--- START Raw data ---

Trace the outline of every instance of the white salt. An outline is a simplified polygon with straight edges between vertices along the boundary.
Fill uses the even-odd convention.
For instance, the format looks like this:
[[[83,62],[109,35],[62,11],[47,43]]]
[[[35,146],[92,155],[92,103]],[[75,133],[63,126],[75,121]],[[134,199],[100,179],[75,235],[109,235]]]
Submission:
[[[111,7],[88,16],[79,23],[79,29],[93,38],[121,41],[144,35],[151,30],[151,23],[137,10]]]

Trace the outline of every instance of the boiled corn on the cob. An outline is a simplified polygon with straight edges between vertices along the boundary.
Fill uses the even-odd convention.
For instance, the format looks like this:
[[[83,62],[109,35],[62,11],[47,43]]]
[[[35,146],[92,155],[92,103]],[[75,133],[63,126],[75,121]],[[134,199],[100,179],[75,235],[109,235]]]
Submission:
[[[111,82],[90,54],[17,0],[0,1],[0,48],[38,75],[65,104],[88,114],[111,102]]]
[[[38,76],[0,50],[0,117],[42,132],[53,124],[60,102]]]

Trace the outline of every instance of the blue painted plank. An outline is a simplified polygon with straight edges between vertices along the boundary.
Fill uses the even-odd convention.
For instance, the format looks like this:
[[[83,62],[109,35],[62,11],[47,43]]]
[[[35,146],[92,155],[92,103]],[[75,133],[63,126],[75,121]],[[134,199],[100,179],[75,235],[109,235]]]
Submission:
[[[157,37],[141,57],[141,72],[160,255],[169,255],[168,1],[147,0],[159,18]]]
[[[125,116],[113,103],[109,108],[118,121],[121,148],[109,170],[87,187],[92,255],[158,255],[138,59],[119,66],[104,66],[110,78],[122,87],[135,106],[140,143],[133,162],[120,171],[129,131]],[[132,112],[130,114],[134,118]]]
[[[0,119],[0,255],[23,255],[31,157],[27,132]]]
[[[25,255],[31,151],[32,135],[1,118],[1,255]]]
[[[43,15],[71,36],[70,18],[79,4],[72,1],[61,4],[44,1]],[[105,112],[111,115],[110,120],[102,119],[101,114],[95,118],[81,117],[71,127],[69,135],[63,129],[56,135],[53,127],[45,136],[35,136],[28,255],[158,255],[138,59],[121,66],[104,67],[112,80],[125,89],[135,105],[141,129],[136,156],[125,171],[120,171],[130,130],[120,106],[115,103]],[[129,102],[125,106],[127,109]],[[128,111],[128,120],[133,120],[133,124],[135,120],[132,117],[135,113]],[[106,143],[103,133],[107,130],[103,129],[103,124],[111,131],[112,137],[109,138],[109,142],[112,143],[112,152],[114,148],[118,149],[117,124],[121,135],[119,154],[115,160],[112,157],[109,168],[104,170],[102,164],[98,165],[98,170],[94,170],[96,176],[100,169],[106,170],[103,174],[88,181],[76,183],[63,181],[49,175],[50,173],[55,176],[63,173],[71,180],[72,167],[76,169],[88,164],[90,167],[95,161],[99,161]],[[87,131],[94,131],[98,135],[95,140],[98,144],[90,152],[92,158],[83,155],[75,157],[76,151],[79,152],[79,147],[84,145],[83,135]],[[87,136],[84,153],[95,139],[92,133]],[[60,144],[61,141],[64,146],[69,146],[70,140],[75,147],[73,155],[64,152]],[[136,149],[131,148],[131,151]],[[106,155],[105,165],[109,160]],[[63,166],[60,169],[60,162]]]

--- END Raw data ---

▸ **Exercise requirements**: Take the lines above and print them exactly.

▸ **Response to this exercise**:
Trace the outline of every instance of the white salt. An outline is a simplified polygon with straight edges between vertices along the boundary.
Fill uses the even-odd convention.
For instance, the format looks like this:
[[[83,62],[109,35],[62,11],[47,43]]]
[[[35,146],[92,155],[92,103]],[[75,133],[63,126],[75,121]],[[134,199],[100,179],[75,235],[109,235]]]
Submission:
[[[111,7],[88,16],[79,23],[79,29],[93,38],[121,41],[144,35],[151,30],[151,23],[137,10]]]

Trace the outline of every instance of the boiled corn on the cob. An outline is a simplified polygon with straight edges between vertices along the boundary.
Fill uses the even-odd convention.
For instance, the format looks like this:
[[[83,62],[109,35],[62,11],[47,43]]]
[[[35,146],[92,155],[92,103]],[[75,133],[63,126],[75,121]],[[134,199],[100,179],[75,235],[109,235]]]
Submission:
[[[111,82],[90,54],[17,0],[0,1],[0,48],[38,75],[65,104],[88,114],[111,102]]]
[[[38,76],[0,50],[0,117],[42,132],[53,124],[60,102]]]

Trace the outline of every instance of the blue painted plank. An outline is a simplified polygon with straight edges between vertices along the boundary.
Fill uses the even-odd convention.
For instance, the format looks like this:
[[[83,62],[109,35],[62,11],[47,43]]]
[[[35,146],[92,155],[92,103]],[[75,133],[63,126],[75,121]],[[134,199],[100,179],[75,235],[109,235]]]
Submission:
[[[157,37],[141,57],[141,72],[160,255],[169,255],[168,1],[147,0],[159,18]]]
[[[125,116],[113,103],[109,108],[118,121],[121,148],[109,170],[87,187],[92,255],[158,255],[138,59],[119,66],[104,66],[110,78],[122,87],[135,106],[140,143],[133,162],[120,171],[129,131]],[[132,112],[130,114],[134,118]]]
[[[0,119],[0,255],[23,255],[31,157],[27,132]]]
[[[25,255],[31,151],[32,135],[1,118],[1,255]]]
[[[43,15],[71,36],[70,18],[79,4],[72,1],[61,4],[44,1]],[[105,112],[111,115],[110,120],[102,119],[101,114],[95,118],[81,117],[71,127],[69,135],[63,129],[56,135],[53,127],[45,136],[35,136],[28,255],[158,255],[138,59],[121,66],[104,67],[112,80],[125,89],[135,105],[141,129],[136,156],[125,171],[120,171],[130,130],[120,106],[115,103]],[[129,102],[125,106],[127,109]],[[128,111],[128,120],[133,120],[133,124],[135,120],[132,117],[135,113]],[[106,143],[103,133],[107,130],[103,129],[103,124],[111,131],[112,137],[109,138],[109,142],[112,143],[112,152],[114,148],[118,149],[117,124],[121,135],[119,154],[115,160],[112,157],[109,168],[104,170],[102,164],[98,165],[98,170],[94,170],[96,176],[100,169],[106,170],[103,174],[88,181],[76,183],[63,181],[49,175],[50,173],[55,176],[63,173],[71,180],[72,167],[76,169],[88,164],[90,167],[95,161],[99,161]],[[87,131],[94,131],[98,135],[95,140],[98,144],[90,152],[92,158],[83,155],[75,157],[76,151],[79,152],[79,147],[84,145],[83,135]],[[87,136],[84,153],[95,139],[92,133]],[[60,144],[61,141],[64,146],[69,146],[70,140],[75,147],[73,155],[64,152]],[[136,149],[131,148],[131,151]],[[106,155],[105,165],[109,160]],[[63,166],[60,169],[60,162]]]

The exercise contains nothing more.